> RECORDS:
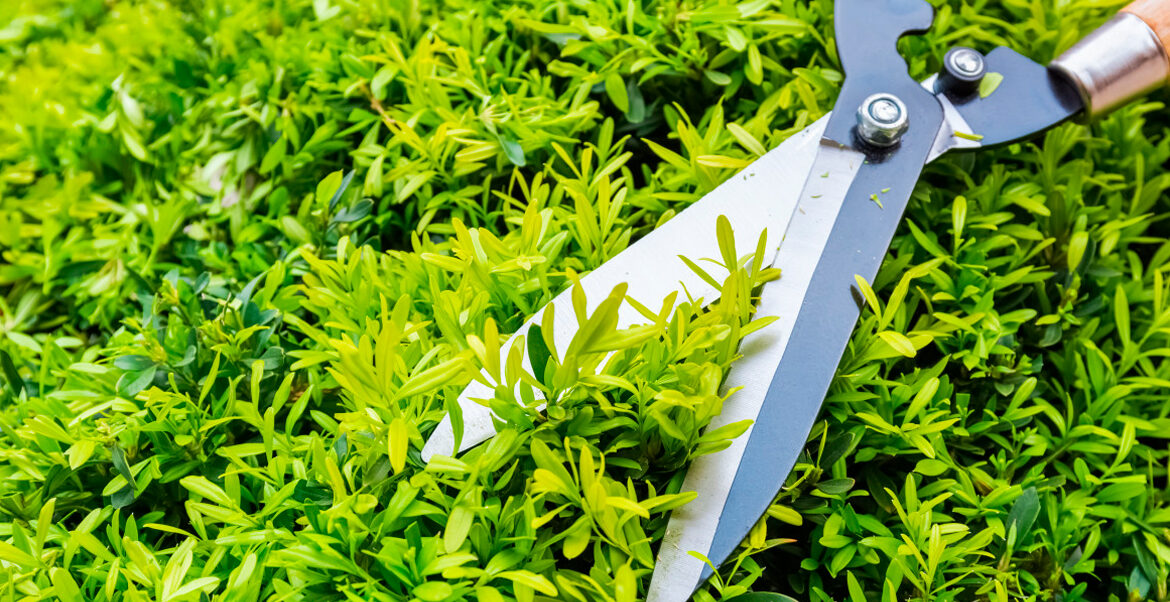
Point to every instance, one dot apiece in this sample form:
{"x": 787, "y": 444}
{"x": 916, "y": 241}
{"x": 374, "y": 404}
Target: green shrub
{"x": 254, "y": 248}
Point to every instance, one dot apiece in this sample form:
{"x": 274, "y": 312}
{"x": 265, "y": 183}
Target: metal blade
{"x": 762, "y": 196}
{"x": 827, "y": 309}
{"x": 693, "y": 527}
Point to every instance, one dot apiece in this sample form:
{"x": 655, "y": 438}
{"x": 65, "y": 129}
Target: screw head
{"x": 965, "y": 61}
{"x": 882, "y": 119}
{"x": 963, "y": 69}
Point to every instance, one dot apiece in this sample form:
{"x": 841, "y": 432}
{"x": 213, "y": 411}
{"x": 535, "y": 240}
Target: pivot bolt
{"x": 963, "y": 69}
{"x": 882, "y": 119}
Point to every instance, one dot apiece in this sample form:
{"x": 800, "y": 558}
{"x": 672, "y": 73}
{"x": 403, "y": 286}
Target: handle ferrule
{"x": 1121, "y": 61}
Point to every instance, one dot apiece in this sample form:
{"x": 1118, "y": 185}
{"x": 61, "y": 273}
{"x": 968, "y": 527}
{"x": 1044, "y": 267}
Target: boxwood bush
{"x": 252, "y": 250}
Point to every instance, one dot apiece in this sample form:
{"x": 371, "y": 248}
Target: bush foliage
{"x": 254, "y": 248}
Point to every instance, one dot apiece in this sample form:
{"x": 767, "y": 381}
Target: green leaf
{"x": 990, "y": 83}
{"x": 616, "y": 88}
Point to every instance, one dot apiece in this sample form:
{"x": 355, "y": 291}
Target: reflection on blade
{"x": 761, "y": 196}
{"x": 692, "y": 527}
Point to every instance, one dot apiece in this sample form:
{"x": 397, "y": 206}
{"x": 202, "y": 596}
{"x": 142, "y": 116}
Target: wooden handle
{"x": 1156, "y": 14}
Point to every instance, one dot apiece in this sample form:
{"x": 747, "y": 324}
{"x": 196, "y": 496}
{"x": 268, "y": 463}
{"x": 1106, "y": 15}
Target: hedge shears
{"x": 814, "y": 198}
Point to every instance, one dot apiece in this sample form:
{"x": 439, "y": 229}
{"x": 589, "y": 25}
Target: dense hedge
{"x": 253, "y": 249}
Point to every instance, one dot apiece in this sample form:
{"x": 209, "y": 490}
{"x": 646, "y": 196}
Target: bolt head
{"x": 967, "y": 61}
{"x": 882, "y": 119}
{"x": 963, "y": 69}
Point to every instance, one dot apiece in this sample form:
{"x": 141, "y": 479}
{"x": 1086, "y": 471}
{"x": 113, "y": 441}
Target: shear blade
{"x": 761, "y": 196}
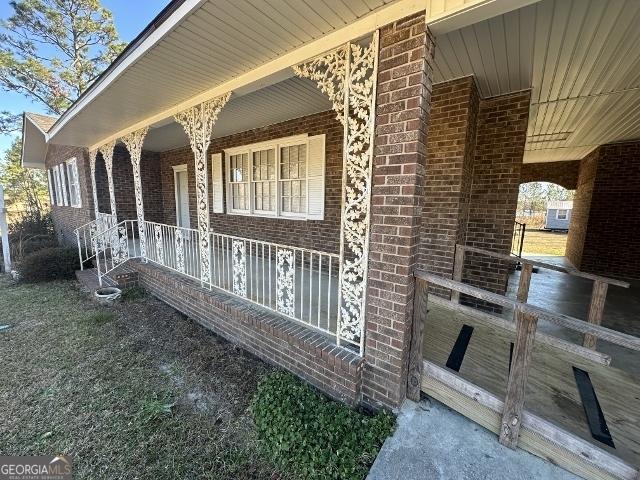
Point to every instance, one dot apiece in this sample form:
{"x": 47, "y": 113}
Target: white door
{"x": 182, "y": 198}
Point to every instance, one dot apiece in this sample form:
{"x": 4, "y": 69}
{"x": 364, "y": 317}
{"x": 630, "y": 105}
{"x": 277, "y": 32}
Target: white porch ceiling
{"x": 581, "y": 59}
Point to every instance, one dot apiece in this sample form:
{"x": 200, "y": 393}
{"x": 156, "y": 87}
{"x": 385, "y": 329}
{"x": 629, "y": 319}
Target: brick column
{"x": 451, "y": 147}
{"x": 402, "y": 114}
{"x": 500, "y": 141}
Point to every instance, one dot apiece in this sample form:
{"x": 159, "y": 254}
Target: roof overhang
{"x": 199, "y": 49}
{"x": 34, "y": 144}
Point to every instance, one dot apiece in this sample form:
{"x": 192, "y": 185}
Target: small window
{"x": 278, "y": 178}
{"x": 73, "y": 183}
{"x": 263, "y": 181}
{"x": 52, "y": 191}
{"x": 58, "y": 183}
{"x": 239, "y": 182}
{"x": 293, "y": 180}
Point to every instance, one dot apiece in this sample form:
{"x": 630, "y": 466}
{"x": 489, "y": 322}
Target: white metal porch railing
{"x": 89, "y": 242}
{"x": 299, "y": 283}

> THE TASK: We ask that the entries above be copied exactly, with the pictures omitted.

> WRITTEN SOLUTION:
Point to every instance, one dot apiece in this sample form:
{"x": 787, "y": 444}
{"x": 916, "y": 241}
{"x": 374, "y": 404}
Target: green shrub
{"x": 254, "y": 248}
Point to every instance, one dot apiece in this sample form:
{"x": 274, "y": 312}
{"x": 265, "y": 183}
Target: metal blade
{"x": 762, "y": 196}
{"x": 827, "y": 309}
{"x": 693, "y": 527}
Point to every instance, one dot apiece in this sample form:
{"x": 655, "y": 438}
{"x": 65, "y": 129}
Target: screw head
{"x": 965, "y": 61}
{"x": 882, "y": 119}
{"x": 963, "y": 69}
Point to every instance, one dot apiece in this sample form:
{"x": 841, "y": 432}
{"x": 213, "y": 411}
{"x": 535, "y": 240}
Target: pivot bolt
{"x": 963, "y": 69}
{"x": 882, "y": 119}
Point to every instance, one dot apiece in this sample form:
{"x": 800, "y": 558}
{"x": 672, "y": 73}
{"x": 403, "y": 286}
Target: handle ferrule
{"x": 1121, "y": 61}
Point to every instance, one dot apiece in this sample form:
{"x": 1118, "y": 185}
{"x": 61, "y": 273}
{"x": 968, "y": 527}
{"x": 1044, "y": 267}
Target: boxwood bush
{"x": 252, "y": 250}
Point to every instance, one dot apiece in this sample form:
{"x": 371, "y": 248}
Target: bush foliage
{"x": 254, "y": 248}
Point to every instance, one dot apiece in this sample form:
{"x": 767, "y": 381}
Target: green leaf
{"x": 990, "y": 83}
{"x": 616, "y": 88}
Point to every instance, one dot apiece in this sample form:
{"x": 355, "y": 291}
Target: reflection on blade
{"x": 761, "y": 196}
{"x": 692, "y": 527}
Point to every instance, one dot apiece in this sample form:
{"x": 397, "y": 206}
{"x": 202, "y": 596}
{"x": 142, "y": 116}
Target: wooden handle
{"x": 1156, "y": 14}
Point to every instance, one dot apiece in this sample form:
{"x": 747, "y": 324}
{"x": 196, "y": 496}
{"x": 268, "y": 463}
{"x": 1106, "y": 15}
Target: hedge shears
{"x": 814, "y": 198}
Point to every instance, one dot apiece in this sample form:
{"x": 439, "y": 229}
{"x": 589, "y": 25}
Target: dense hedge
{"x": 253, "y": 249}
Point to every instance, one dot apiece in this sample form:
{"x": 209, "y": 490}
{"x": 646, "y": 196}
Target: bolt head
{"x": 967, "y": 61}
{"x": 882, "y": 119}
{"x": 963, "y": 69}
Point to every instance, one dot apiece in this sample form:
{"x": 141, "y": 479}
{"x": 1086, "y": 471}
{"x": 113, "y": 441}
Target: shear blade
{"x": 761, "y": 196}
Point to every instance, one dot apiece in this sample form:
{"x": 47, "y": 113}
Target: white door
{"x": 182, "y": 198}
Point to every instance, one dot apiece in this sample form:
{"x": 4, "y": 69}
{"x": 364, "y": 317}
{"x": 630, "y": 105}
{"x": 277, "y": 32}
Target: white porch ceiling
{"x": 581, "y": 59}
Point to every instance, one dot apiece in this sample form:
{"x": 200, "y": 393}
{"x": 156, "y": 87}
{"x": 385, "y": 329}
{"x": 629, "y": 319}
Target: brick column
{"x": 451, "y": 147}
{"x": 402, "y": 114}
{"x": 500, "y": 141}
Point to every instance, one dot apiece in this sample form:
{"x": 159, "y": 254}
Target: roof overhang
{"x": 199, "y": 49}
{"x": 34, "y": 144}
Point to every instance, one dot apiece in this sample form:
{"x": 192, "y": 185}
Target: small window
{"x": 278, "y": 178}
{"x": 73, "y": 183}
{"x": 263, "y": 181}
{"x": 52, "y": 191}
{"x": 58, "y": 183}
{"x": 239, "y": 182}
{"x": 293, "y": 180}
Point to every instance, one dot apiece in this sample form:
{"x": 630, "y": 466}
{"x": 489, "y": 322}
Target: white metal porch railing
{"x": 89, "y": 242}
{"x": 299, "y": 283}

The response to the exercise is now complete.